## BEGIN SELECTED EXCERPT
Web Content Extractor Review

Post author By admin
Post date April 18, 2012
11 Comments on Web Content Extractor Review

Web Content Extractor is a visual user-oriented tool that scrapes typical pages. Its simplicity makes for a quick start up in data ripping.

Overview

Web Content Extractor (WCE) is a simple user-oriented application that scrapes web pages and parses data from them. This program is easy to use, but it gives you the ability to save every single project for future (daily) use. The trial version will work with only 150 records per scrape project. As far as exporting and putting data into different formats, Web Content Extractor is excellent for grouping data into Excel, text, HTML formats, MS Access DB, SQL Script File, MySQL Script File, XML file, HTTP submit form and ODBC Data source. Being a simple and user friendly application, it steadily grows in practical functionality for complex scrape cases.
## END SELECTED EXCERPT
• **EXERCISE TASK A**: Summarize the Web Content Extractor review in two sentences.
The Web Content Extractor review and the two blocks of entries come from different sources.
## BEGIN DATASET CONTENT
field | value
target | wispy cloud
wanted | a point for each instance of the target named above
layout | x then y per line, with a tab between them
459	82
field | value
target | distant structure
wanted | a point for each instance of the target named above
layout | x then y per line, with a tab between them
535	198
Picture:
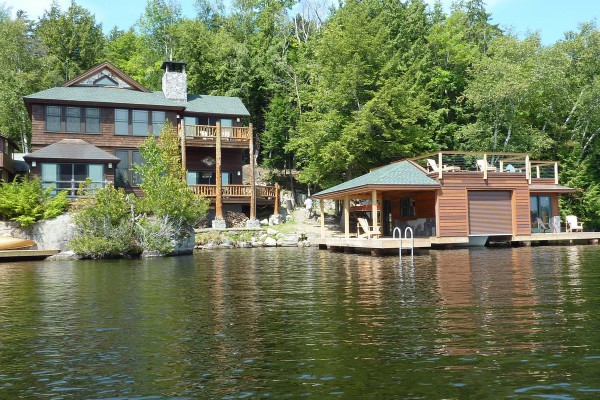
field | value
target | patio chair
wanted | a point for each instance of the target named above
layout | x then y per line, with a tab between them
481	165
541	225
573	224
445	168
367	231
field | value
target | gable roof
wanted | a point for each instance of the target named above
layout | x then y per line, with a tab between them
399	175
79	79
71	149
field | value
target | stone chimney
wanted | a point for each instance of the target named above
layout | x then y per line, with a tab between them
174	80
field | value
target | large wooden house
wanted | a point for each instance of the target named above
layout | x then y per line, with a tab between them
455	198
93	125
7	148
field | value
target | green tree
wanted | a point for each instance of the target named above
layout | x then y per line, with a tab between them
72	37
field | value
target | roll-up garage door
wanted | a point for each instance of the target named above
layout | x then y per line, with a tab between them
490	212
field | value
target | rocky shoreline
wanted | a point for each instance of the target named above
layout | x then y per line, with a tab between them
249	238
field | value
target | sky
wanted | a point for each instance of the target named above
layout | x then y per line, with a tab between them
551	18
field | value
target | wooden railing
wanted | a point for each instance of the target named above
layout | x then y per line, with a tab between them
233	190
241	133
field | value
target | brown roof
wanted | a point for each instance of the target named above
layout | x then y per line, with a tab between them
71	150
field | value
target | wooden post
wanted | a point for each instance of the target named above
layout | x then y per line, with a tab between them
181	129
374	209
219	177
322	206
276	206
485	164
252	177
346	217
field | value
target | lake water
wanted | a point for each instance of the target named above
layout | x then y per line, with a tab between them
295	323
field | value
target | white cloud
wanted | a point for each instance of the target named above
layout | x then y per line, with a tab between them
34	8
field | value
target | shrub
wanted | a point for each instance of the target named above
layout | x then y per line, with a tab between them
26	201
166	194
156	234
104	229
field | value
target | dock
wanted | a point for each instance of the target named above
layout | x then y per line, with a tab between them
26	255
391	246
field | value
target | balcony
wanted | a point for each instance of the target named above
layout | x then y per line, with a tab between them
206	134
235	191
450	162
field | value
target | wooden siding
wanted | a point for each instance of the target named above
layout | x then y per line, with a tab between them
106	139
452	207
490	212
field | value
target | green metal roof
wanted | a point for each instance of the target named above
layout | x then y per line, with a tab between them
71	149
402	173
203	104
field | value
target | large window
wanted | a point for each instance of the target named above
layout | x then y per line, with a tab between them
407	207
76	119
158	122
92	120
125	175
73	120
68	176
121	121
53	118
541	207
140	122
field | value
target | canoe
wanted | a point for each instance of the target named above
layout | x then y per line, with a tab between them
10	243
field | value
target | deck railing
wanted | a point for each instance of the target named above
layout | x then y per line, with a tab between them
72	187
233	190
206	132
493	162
## END DATASET CONTENT
## BEGIN DATASET CONTENT
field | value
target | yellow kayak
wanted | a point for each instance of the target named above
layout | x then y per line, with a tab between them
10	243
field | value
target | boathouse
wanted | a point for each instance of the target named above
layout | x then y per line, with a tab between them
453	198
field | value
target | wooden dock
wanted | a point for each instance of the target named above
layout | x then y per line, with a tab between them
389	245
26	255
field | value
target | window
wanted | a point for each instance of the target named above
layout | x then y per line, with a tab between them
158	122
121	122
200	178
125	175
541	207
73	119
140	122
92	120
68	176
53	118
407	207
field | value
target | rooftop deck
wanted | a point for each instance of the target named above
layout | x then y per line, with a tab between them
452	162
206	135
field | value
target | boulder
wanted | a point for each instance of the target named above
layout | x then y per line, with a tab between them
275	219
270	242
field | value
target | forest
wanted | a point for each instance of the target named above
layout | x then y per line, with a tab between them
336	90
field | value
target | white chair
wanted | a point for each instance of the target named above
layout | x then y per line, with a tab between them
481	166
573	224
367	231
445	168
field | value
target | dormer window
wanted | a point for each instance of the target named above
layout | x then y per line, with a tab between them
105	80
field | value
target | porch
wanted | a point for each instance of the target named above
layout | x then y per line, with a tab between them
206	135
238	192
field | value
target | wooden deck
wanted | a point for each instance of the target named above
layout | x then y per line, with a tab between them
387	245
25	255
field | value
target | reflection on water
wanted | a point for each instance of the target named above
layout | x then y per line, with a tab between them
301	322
## END DATASET CONTENT
• **EXERCISE TASK B**: Return every line in the entries that contains the string "water", where matching is case-sensitive.

• **WRITTEN ANSWER A**: Web Content Extractor is a simple, user-oriented application that scrapes web pages, parses data from them, and lets users save every project for future daily use, though the trial version works with only 150 records per scrape project. It exports data to many formats, including Excel, text, HTML, MS Access DB, SQL and MySQL script files, XML, HTTP submit form, and ODBC data source, and it steadily grows in practical functionality for complex scrape cases.

• **WRITTEN ANSWER B**:
target | lake water
target | reflection on water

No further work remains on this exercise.